• **Work required**
Count the lines in the rows below that contain "black", matching case exactly, and reply with only that number.
-- Begin Data to use --
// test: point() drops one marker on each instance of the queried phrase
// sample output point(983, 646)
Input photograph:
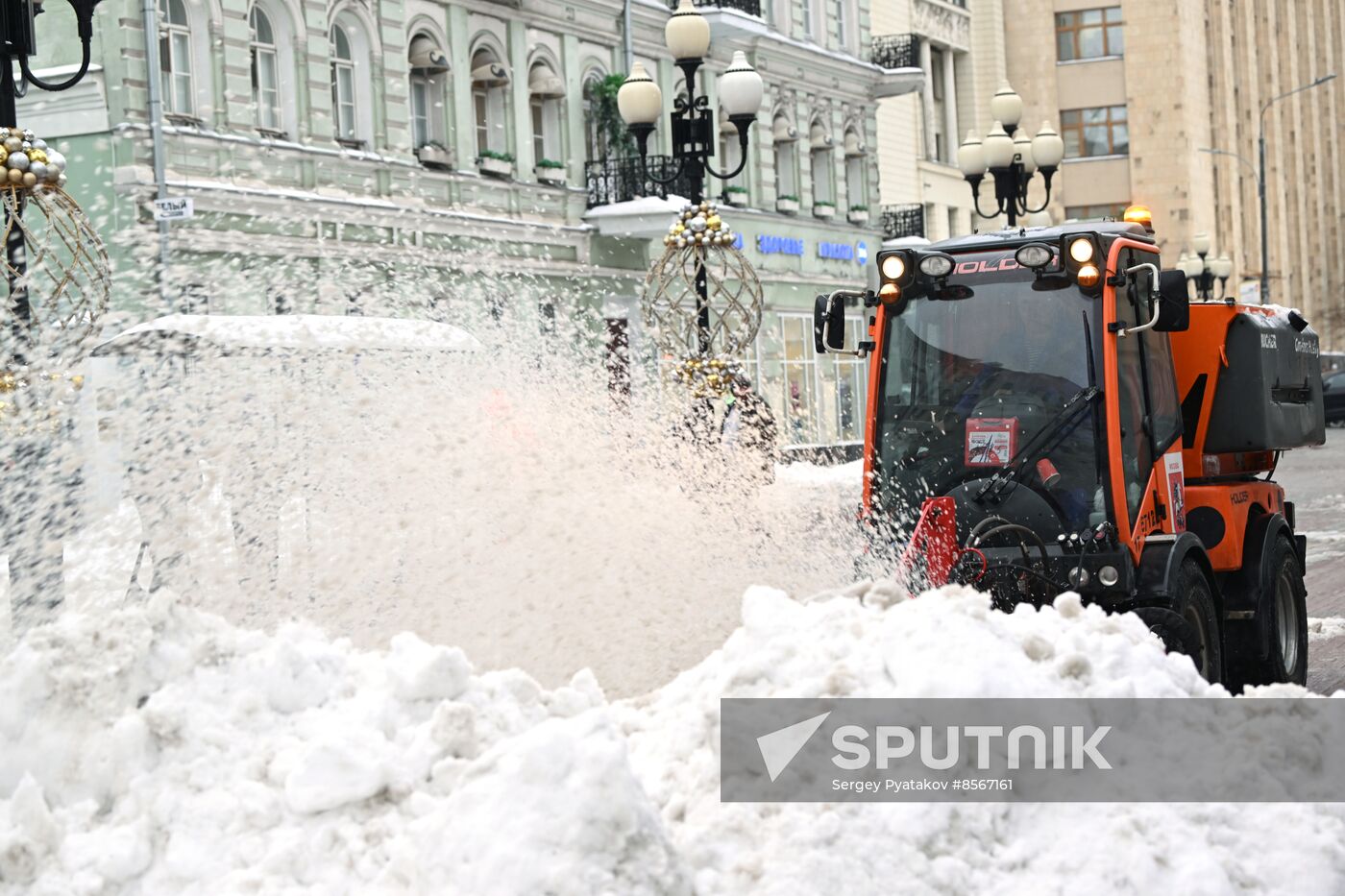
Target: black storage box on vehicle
point(1270, 395)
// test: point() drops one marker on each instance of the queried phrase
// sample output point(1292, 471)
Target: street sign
point(174, 208)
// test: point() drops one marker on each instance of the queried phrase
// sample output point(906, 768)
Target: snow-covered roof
point(315, 332)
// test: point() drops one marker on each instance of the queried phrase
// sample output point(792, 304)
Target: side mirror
point(1173, 303)
point(829, 323)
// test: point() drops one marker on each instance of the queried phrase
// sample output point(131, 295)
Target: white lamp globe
point(971, 157)
point(1022, 148)
point(639, 100)
point(1048, 150)
point(998, 147)
point(1006, 107)
point(688, 34)
point(740, 87)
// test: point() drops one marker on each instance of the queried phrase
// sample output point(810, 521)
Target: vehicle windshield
point(970, 382)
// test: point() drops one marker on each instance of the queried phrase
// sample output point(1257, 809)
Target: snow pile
point(161, 751)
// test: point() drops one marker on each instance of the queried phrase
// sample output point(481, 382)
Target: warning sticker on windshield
point(1176, 490)
point(991, 442)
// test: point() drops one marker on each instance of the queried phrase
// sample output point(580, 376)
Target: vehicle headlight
point(893, 268)
point(1082, 249)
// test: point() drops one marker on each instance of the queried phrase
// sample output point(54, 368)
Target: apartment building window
point(429, 86)
point(175, 58)
point(343, 85)
point(1088, 34)
point(490, 78)
point(265, 71)
point(1095, 132)
point(1105, 210)
point(938, 89)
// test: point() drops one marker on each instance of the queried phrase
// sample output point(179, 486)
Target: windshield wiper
point(1018, 463)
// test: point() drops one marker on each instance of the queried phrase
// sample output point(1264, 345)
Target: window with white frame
point(843, 23)
point(428, 87)
point(786, 160)
point(730, 154)
point(545, 91)
point(265, 70)
point(175, 58)
point(596, 144)
point(490, 78)
point(820, 163)
point(343, 85)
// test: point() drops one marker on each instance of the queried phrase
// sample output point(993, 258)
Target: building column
point(950, 107)
point(927, 100)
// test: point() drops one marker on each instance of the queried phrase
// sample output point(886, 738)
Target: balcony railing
point(622, 180)
point(903, 221)
point(746, 7)
point(896, 51)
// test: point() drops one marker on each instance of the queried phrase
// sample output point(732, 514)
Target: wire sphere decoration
point(66, 285)
point(699, 244)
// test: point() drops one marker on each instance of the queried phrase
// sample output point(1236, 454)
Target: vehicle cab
point(1026, 375)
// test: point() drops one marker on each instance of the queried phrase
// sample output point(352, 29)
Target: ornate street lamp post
point(1011, 159)
point(17, 42)
point(50, 319)
point(1204, 272)
point(641, 104)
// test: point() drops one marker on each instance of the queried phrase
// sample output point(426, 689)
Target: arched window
point(596, 144)
point(856, 155)
point(786, 159)
point(490, 78)
point(343, 85)
point(265, 71)
point(545, 90)
point(820, 155)
point(175, 58)
point(730, 154)
point(428, 89)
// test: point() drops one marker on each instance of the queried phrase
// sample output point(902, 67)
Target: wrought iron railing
point(903, 221)
point(894, 51)
point(623, 180)
point(746, 7)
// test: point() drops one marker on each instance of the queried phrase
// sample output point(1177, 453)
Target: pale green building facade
point(387, 157)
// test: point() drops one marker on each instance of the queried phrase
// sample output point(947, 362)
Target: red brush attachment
point(934, 550)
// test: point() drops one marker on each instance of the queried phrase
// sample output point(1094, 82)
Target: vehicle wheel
point(1194, 603)
point(1286, 660)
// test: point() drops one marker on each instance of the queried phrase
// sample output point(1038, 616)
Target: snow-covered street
point(160, 750)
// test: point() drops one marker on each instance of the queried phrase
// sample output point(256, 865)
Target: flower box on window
point(549, 171)
point(434, 157)
point(500, 164)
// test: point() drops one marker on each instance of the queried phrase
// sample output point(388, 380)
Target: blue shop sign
point(836, 251)
point(770, 245)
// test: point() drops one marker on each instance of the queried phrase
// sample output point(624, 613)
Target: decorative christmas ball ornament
point(23, 155)
point(64, 281)
point(702, 252)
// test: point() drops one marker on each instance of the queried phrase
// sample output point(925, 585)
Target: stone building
point(1142, 87)
point(958, 46)
point(365, 155)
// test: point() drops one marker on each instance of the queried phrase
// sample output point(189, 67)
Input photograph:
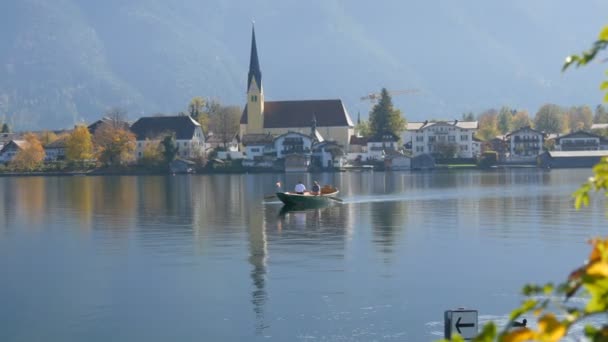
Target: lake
point(206, 258)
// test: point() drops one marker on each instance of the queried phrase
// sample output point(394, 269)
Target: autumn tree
point(504, 120)
point(601, 114)
point(579, 118)
point(225, 123)
point(79, 145)
point(170, 148)
point(30, 156)
point(521, 119)
point(47, 137)
point(115, 145)
point(550, 119)
point(468, 116)
point(384, 118)
point(488, 125)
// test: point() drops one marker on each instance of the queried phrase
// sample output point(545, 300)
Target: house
point(279, 117)
point(55, 151)
point(427, 137)
point(397, 161)
point(106, 120)
point(524, 145)
point(223, 141)
point(189, 136)
point(570, 159)
point(580, 141)
point(10, 149)
point(327, 155)
point(379, 145)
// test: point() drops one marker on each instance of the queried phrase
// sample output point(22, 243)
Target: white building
point(524, 144)
point(580, 141)
point(424, 137)
point(189, 136)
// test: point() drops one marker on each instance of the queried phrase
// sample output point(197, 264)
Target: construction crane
point(373, 97)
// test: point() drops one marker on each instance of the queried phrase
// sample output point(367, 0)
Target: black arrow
point(463, 325)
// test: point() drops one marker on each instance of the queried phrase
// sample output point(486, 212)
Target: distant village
point(293, 136)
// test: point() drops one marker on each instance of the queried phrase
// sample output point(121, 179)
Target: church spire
point(254, 63)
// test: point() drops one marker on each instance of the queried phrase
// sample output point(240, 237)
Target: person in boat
point(316, 189)
point(300, 188)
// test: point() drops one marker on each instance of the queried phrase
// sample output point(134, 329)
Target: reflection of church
point(261, 117)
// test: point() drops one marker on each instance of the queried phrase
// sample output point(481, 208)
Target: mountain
point(67, 61)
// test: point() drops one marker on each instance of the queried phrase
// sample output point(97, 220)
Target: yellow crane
point(373, 97)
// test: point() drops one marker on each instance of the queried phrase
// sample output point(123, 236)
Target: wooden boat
point(307, 199)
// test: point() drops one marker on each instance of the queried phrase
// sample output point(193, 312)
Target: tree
point(47, 137)
point(225, 123)
point(601, 115)
point(521, 119)
point(152, 155)
point(79, 146)
point(196, 107)
point(363, 129)
point(579, 118)
point(384, 118)
point(488, 125)
point(30, 156)
point(170, 148)
point(115, 145)
point(446, 150)
point(468, 116)
point(550, 119)
point(505, 120)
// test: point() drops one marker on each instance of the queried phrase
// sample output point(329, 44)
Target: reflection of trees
point(78, 196)
point(387, 220)
point(31, 198)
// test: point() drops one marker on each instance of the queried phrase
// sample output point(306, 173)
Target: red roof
point(286, 114)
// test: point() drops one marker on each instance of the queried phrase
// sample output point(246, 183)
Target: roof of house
point(578, 134)
point(572, 154)
point(19, 144)
point(526, 128)
point(58, 143)
point(286, 114)
point(381, 137)
point(154, 126)
point(257, 139)
point(415, 126)
point(599, 126)
point(355, 140)
point(220, 138)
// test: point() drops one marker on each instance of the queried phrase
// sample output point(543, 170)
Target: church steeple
point(254, 63)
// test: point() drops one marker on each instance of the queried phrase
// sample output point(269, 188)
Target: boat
point(307, 199)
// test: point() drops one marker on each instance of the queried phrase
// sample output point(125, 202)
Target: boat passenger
point(316, 188)
point(300, 188)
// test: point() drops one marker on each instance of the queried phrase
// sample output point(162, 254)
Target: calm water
point(204, 258)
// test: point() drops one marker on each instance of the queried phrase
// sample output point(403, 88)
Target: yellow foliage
point(79, 146)
point(30, 156)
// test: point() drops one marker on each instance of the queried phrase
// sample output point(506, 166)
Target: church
point(274, 118)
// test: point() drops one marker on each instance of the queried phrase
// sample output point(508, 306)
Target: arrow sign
point(460, 321)
point(463, 325)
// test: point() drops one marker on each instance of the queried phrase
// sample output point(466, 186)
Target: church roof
point(254, 63)
point(287, 114)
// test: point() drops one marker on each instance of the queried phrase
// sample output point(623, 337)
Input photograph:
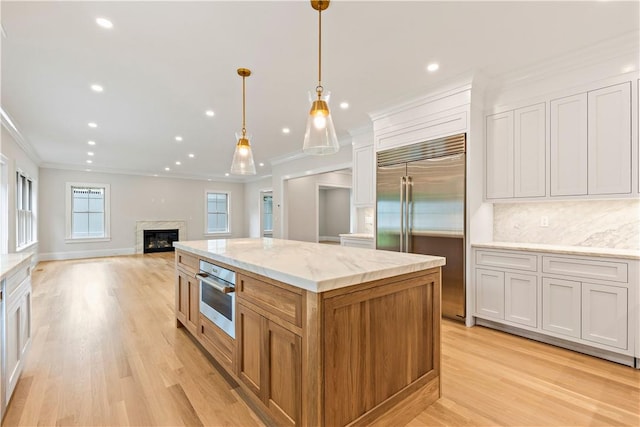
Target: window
point(267, 212)
point(217, 215)
point(25, 234)
point(87, 212)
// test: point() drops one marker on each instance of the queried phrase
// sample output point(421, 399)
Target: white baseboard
point(57, 256)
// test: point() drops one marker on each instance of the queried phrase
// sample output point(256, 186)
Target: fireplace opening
point(159, 240)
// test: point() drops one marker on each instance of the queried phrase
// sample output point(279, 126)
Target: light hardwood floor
point(106, 351)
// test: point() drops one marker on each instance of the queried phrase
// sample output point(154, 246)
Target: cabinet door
point(284, 372)
point(363, 176)
point(520, 298)
point(569, 146)
point(499, 156)
point(604, 314)
point(609, 140)
point(561, 306)
point(490, 293)
point(530, 151)
point(249, 333)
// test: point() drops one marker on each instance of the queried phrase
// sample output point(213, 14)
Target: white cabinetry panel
point(569, 145)
point(520, 299)
point(561, 306)
point(490, 293)
point(363, 176)
point(604, 314)
point(609, 151)
point(499, 156)
point(529, 151)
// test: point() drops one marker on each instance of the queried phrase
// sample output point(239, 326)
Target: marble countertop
point(8, 262)
point(357, 235)
point(561, 249)
point(311, 266)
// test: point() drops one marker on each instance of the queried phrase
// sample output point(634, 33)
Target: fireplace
point(159, 240)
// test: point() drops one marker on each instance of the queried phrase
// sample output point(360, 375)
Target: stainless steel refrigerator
point(421, 209)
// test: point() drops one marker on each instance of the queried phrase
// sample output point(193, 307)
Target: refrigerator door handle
point(403, 186)
point(408, 214)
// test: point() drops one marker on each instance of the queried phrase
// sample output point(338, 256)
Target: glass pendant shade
point(320, 136)
point(242, 163)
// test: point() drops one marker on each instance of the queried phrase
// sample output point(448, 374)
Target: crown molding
point(10, 126)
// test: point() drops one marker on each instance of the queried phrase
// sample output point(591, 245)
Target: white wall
-- End Data to use --
• **Expected answer**
2